The request » Transcribe the records below exactly.

Supplied information »

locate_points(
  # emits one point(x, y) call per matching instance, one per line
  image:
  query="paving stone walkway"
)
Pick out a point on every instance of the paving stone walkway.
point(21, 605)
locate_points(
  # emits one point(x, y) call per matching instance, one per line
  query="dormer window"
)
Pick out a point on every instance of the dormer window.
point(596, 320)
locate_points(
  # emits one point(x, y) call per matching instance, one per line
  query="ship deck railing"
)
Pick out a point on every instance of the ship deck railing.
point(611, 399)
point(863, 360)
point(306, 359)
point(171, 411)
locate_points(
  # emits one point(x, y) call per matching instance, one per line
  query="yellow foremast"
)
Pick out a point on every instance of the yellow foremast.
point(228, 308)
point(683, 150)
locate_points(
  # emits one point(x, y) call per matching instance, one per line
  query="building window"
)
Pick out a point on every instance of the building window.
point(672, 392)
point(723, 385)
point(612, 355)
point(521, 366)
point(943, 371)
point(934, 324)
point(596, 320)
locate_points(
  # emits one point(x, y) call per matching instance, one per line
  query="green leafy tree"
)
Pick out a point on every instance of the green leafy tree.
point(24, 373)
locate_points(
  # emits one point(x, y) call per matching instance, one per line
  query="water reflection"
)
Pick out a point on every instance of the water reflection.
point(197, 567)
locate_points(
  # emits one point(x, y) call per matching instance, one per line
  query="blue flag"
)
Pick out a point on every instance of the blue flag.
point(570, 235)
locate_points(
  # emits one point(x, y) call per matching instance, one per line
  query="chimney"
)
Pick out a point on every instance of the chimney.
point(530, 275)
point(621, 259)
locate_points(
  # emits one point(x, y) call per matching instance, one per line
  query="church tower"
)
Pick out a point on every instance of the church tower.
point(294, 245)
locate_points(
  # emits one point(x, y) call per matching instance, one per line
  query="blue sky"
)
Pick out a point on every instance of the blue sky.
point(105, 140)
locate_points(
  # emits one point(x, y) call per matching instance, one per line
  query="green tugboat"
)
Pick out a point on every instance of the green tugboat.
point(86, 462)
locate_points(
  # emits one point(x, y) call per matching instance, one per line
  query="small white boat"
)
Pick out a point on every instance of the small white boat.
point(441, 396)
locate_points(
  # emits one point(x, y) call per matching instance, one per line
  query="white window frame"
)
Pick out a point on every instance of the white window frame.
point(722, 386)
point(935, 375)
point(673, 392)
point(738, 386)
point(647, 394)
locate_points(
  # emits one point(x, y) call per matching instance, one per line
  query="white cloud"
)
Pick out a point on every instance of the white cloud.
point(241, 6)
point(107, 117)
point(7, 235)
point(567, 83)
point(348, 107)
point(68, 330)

Written response »
locate_points(
  # emits one point(x, y) call per matching instance, one per line
  image:
  query="paving stone walkway"
)
Pick out a point on every instance of the paving stone walkway.
point(21, 605)
locate_points(
  # emits one point(x, y) call per matching instance, one per line
  query="dormer window"
)
Pick out a point on every instance of the dormer window.
point(596, 320)
locate_points(
  # emits one point(x, y) call per matching instance, one per line
  query="ship deck railing"
)
Pick out a point on every instance of the ship deck railing.
point(611, 399)
point(863, 360)
point(306, 359)
point(171, 411)
locate_points(
  # emits one point(x, y) call per matching instance, one per line
  query="yellow foremast"
)
Pick out a point on every instance of the yellow foremast.
point(228, 308)
point(683, 150)
locate_points(
  # emits one point(x, y) call per matching instance, one per line
  query="building window"
)
Pick out a point on every instance of the building window.
point(672, 392)
point(723, 385)
point(612, 355)
point(521, 366)
point(943, 371)
point(934, 324)
point(596, 320)
locate_points(
  # emits one point(x, y) call per matching instance, one per line
  query="green leafy tree"
)
Pick out a point on every instance of the green leafy tree.
point(24, 373)
locate_points(
  # emits one point(x, y) call per matching instance, one per line
  query="water reflection"
)
Pick out a point on every instance of the water reflection.
point(197, 567)
locate_points(
  # emits one point(x, y) call per matching instance, one per line
  query="blue flag"
)
Pick out a point on every instance of the blue flag.
point(570, 235)
locate_points(
  # emits one point(x, y) call per matching instance, one per line
  query="chimney"
)
Pick out a point on every instance of the chimney.
point(530, 275)
point(621, 259)
locate_points(
  # emits one point(x, y) call per matching instance, one per line
  query="church tower"
)
Pick out a point on every instance of the church tower.
point(294, 245)
locate_points(
  # emits one point(x, y) call per matching instance, one per line
  query="blue sky"
)
Pick out a point on every instance of the blue sky.
point(105, 140)
locate_points(
  # emits one point(x, y) call per matching instance, one per line
  query="green tugboat"
)
Pick out a point on every instance of the green tugboat.
point(86, 462)
locate_points(
  # emits one point(x, y) call per matching instance, one per line
  query="small white boat"
)
Pick out a point on every instance of the small white boat.
point(441, 396)
locate_points(
  # emits one point(x, y) call per matching instance, one per line
  query="white window frame"
)
Pick out a point on every instance of the white window frame.
point(722, 386)
point(935, 375)
point(673, 392)
point(738, 386)
point(647, 394)
locate_points(
  # emits one point(x, y) call per matching instance, one per line
  query="white cloud"
)
Pick out a point on every instance of the white cloud.
point(241, 6)
point(107, 117)
point(7, 235)
point(567, 83)
point(348, 107)
point(68, 330)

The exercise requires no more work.